- _What you are asked to do_:
Rewrite the part of the records that runs from the start through the line containing "point(73, 18)", changing "forearm" to "lower arm" and keeping everything else the same.

■ ■ ■ ■

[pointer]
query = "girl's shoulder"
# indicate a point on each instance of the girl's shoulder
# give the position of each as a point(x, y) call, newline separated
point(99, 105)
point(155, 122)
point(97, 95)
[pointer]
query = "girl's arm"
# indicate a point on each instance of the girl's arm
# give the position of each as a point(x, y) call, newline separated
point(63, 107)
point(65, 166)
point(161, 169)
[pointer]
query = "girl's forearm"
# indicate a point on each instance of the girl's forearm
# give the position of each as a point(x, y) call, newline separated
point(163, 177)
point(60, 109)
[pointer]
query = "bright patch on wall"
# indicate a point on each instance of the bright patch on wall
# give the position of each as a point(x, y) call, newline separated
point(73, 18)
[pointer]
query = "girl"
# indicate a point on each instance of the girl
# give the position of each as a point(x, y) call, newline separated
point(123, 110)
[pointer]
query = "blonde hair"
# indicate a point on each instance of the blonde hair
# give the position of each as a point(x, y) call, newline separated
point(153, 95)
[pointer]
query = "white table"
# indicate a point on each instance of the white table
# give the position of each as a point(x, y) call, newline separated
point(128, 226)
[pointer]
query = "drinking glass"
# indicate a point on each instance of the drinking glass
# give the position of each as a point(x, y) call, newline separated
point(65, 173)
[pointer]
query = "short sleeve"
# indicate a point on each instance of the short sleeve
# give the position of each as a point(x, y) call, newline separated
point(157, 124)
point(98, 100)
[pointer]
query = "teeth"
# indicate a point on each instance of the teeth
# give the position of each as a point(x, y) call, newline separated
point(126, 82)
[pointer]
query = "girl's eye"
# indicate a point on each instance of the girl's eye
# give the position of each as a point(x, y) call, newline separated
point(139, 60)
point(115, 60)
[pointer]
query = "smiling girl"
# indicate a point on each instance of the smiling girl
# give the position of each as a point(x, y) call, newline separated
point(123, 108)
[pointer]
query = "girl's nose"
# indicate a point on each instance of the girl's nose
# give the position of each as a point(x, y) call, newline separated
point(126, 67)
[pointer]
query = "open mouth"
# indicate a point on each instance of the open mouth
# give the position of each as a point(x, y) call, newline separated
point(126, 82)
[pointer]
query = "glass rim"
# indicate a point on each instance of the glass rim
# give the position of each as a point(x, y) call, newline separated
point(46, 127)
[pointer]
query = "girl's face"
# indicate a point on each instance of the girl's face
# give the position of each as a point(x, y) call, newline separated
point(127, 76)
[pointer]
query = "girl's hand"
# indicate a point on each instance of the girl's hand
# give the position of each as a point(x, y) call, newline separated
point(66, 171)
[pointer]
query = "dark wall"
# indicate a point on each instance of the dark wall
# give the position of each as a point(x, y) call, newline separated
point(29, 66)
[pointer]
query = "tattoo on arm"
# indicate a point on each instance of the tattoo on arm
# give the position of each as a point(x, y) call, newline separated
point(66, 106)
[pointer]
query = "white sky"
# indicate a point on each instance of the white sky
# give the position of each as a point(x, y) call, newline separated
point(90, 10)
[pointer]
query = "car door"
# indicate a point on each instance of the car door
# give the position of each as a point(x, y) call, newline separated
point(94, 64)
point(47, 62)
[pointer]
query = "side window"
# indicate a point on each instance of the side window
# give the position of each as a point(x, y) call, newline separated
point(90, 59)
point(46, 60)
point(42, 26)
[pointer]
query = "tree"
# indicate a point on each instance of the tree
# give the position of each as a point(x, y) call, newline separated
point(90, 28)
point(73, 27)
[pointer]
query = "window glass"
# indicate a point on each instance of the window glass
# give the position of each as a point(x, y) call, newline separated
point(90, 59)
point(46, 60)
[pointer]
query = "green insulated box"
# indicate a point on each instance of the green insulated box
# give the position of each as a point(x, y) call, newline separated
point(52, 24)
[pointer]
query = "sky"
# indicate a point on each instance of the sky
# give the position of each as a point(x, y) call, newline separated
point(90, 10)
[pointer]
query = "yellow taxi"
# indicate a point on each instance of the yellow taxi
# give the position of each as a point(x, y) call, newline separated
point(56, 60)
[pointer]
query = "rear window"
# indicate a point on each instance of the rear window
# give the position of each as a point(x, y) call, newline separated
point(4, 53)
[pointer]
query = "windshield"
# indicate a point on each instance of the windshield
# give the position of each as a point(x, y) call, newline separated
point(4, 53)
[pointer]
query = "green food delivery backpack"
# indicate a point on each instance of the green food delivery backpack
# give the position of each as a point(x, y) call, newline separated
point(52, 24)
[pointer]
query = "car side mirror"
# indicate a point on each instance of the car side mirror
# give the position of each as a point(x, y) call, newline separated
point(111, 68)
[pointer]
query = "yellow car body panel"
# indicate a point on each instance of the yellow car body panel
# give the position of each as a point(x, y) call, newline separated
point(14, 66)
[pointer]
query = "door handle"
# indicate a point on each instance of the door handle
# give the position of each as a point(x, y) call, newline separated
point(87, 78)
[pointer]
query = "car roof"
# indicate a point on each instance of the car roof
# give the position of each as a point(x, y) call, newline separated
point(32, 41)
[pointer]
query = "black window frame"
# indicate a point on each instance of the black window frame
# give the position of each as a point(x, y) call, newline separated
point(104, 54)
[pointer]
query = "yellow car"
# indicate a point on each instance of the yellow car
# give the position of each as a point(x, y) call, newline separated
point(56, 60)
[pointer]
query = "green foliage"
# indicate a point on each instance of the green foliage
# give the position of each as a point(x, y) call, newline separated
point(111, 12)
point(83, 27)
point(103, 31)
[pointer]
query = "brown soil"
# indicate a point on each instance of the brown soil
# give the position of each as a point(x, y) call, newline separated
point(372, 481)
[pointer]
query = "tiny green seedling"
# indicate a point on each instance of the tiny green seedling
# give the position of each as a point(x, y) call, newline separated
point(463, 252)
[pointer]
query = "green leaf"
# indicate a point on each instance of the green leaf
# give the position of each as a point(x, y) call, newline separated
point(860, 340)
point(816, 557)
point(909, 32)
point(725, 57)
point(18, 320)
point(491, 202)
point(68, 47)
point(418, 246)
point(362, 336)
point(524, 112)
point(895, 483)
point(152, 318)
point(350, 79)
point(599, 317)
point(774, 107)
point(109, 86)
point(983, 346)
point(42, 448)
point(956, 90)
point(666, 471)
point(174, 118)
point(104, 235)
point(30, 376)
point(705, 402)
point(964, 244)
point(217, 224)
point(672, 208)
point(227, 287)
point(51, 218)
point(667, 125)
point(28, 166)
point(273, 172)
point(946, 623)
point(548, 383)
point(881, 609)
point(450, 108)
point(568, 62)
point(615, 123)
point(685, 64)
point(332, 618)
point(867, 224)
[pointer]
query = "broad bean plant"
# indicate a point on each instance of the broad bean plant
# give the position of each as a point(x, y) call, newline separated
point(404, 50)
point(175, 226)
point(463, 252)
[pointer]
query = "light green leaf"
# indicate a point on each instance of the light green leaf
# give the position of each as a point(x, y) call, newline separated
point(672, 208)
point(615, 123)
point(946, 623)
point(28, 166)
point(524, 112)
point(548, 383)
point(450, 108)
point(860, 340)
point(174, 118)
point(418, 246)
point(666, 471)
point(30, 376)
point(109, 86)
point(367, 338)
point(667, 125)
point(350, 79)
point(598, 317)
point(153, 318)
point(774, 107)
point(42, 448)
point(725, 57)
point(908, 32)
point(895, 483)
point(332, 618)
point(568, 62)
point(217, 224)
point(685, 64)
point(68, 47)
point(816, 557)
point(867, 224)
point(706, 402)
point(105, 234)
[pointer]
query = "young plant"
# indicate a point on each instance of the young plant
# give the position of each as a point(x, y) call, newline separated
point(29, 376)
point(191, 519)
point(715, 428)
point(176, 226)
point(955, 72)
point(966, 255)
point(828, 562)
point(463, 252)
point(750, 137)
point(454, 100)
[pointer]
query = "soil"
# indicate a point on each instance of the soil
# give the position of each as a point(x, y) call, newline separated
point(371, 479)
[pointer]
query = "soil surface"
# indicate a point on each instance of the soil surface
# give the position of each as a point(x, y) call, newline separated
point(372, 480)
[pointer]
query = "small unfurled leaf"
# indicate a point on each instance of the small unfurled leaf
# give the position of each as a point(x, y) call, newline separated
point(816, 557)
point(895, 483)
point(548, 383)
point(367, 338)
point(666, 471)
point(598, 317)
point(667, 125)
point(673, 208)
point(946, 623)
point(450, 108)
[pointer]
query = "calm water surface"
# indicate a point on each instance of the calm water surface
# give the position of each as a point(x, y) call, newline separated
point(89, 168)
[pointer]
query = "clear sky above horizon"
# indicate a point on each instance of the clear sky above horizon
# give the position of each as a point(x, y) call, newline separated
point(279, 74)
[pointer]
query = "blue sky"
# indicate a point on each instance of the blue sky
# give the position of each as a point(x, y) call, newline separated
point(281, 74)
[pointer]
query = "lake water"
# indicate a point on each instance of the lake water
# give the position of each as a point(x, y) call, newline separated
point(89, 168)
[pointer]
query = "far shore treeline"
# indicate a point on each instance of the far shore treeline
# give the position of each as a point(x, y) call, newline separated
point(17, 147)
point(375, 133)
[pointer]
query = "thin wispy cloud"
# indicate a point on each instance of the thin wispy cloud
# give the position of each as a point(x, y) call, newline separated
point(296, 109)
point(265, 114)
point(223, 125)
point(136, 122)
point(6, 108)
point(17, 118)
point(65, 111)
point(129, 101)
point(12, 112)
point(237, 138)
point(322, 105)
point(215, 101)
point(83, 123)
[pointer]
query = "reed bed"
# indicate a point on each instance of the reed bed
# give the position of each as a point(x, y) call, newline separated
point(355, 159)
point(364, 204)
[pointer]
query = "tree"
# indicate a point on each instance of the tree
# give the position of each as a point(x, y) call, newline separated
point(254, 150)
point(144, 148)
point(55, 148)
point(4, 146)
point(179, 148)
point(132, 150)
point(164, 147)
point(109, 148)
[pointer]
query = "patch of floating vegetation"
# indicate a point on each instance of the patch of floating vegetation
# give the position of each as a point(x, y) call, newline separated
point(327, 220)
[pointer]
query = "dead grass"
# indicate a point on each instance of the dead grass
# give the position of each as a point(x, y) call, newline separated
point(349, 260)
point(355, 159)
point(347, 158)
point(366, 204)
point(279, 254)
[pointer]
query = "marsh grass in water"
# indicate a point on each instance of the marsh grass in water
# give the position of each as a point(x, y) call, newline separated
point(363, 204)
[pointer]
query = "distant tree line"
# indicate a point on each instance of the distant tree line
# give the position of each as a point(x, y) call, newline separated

■ ■ ■ ■

- _Answer to this task_:
[pointer]
query = "girl's shoulder"
# indicate a point on each instance of the girl's shoulder
# give the position of each as a point(x, y) call, newline separated
point(99, 105)
point(155, 122)
point(97, 95)
[pointer]
query = "girl's arm"
# indicate a point on each instance of the girl's arm
# give the position of each as a point(x, y) call, newline separated
point(63, 107)
point(65, 166)
point(161, 169)
[pointer]
query = "girl's lower arm"
# indicate a point on each instance of the girl's lower arm
# give the position of each as a point(x, y) call, newline separated
point(163, 177)
point(60, 109)
[pointer]
query = "bright patch on wall"
# indicate a point on each instance of the bright patch on wall
# give the position of each as a point(x, y) call, newline separated
point(73, 18)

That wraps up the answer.